Direction: Name every place that appears as a proper noun in the excerpt below about culture wars, in the order each first appears.

Excerpt:

····················

Are Culture Wars Winnable?

Many, many years ago, as part of my dissertation research, I began reading about the history of the temperance movement. This crusade against alcohol began in the early 1800s and was closely associated with the rise of evangelical Protestantism. That was a winning combination for a while, and by the middle of the century, it had transformed a nation of heavy drinkers (considerably more than today) into one that was full of teetotalers.

By then, however, immigration from Ireland and Germany was in full stride, and the temperance revivals had little success in convincing the Irish to give up their whiskey or the Germans their beer. When persuasion no longer availed, the movement turned to politics, and Maine passed the nation’s first prohibition law in 1853. For the next eighty years, temperance was one of the hottest issues in American politics, including in Moorhead during its saloon era when North Dakota was a dry state. The era culminated in national Prohibition, and we all know how that ended.

The issue of alcohol created what one might describe as America’s original and longest running culture war, and I’ve been reflecting on the lessons that history holds for today. I start with the premise that winning a culture war means changing the culture. Changing cultures is difficult at best, and trying to do it by means of legislation has a lousy track record. Temperance had its greatest success within a particular subculture, where its persuasive techniques profoundly shaped the norms of middle-class Protestantism. Social elites depicted drinking as a vice of working-class men, and advocates of temperance reform blamed alcohol for poverty and (more accurately) domestic violence. Indeed, the movement played a crucial role in women finding their political voice.

····················

Dataset entries:
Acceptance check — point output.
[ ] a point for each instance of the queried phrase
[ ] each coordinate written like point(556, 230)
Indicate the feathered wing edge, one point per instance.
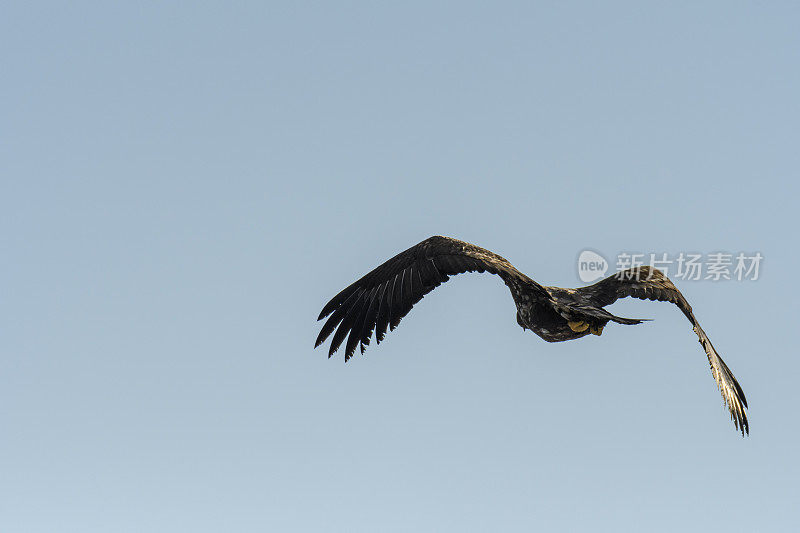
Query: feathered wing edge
point(381, 298)
point(648, 283)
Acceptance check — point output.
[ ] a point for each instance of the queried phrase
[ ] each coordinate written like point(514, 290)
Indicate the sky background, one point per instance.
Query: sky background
point(183, 186)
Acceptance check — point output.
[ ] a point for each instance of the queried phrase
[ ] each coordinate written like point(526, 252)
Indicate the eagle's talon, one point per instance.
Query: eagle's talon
point(578, 326)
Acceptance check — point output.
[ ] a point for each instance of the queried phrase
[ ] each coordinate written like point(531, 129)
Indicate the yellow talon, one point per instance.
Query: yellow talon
point(578, 327)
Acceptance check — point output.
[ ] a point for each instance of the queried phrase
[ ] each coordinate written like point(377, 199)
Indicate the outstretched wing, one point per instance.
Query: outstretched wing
point(648, 283)
point(384, 296)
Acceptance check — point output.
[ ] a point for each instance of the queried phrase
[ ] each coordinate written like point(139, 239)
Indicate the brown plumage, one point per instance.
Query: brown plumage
point(380, 299)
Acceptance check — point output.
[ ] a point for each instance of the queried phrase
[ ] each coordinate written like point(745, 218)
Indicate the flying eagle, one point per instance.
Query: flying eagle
point(380, 299)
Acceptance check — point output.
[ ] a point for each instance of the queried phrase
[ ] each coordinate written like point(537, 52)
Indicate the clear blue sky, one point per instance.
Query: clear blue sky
point(183, 186)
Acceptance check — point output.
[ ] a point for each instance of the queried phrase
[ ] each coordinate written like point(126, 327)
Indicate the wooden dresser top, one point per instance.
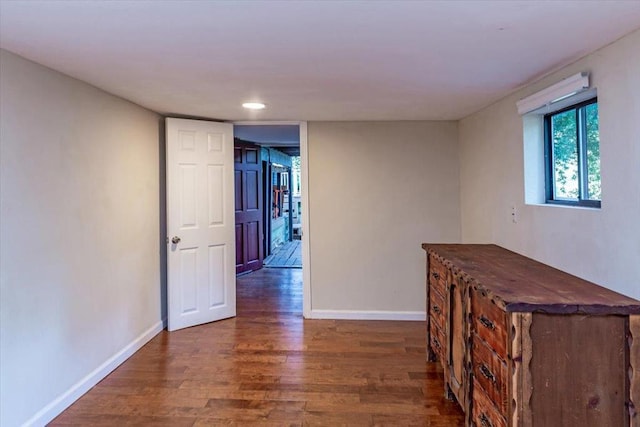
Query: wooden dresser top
point(517, 283)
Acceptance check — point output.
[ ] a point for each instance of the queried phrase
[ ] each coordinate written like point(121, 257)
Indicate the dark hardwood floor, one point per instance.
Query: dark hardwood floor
point(269, 366)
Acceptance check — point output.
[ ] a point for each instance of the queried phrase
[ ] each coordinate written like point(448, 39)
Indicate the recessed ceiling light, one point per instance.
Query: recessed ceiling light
point(254, 105)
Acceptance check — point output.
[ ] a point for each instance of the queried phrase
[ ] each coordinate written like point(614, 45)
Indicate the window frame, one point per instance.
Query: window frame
point(581, 127)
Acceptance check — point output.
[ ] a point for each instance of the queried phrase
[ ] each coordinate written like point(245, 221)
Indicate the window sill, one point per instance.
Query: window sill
point(565, 206)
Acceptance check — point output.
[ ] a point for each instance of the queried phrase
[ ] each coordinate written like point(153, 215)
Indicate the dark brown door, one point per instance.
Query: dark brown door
point(248, 201)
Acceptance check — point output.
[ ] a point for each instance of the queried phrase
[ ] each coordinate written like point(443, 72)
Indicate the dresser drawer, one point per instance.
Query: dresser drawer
point(483, 412)
point(437, 340)
point(436, 308)
point(490, 372)
point(489, 322)
point(437, 271)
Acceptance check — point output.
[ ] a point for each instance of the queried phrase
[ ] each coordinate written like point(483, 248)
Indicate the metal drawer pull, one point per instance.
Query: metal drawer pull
point(487, 323)
point(484, 421)
point(487, 373)
point(437, 343)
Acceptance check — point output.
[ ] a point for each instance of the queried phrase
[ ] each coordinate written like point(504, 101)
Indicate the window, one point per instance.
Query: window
point(572, 155)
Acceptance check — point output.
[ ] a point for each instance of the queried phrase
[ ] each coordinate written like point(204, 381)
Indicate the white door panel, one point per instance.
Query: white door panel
point(200, 212)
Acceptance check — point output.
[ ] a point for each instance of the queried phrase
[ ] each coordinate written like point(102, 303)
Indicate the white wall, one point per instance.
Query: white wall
point(377, 190)
point(79, 254)
point(599, 245)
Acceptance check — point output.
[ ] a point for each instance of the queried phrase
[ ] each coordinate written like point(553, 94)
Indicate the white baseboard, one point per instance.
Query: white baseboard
point(65, 400)
point(367, 315)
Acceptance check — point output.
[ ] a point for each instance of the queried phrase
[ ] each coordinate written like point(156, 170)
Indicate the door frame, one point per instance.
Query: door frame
point(304, 200)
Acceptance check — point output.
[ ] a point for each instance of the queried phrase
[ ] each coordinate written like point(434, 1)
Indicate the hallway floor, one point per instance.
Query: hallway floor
point(270, 367)
point(287, 255)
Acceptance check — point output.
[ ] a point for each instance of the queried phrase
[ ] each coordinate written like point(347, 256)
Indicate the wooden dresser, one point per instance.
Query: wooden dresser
point(524, 344)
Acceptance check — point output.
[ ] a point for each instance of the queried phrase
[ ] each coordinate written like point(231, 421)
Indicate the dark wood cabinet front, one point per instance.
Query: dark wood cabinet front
point(523, 344)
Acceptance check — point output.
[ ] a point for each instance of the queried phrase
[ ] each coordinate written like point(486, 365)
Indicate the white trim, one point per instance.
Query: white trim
point(306, 234)
point(62, 402)
point(368, 315)
point(555, 93)
point(304, 199)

····················

Exercise solution: Ireland, Germany, Maine, Moorhead, North Dakota, America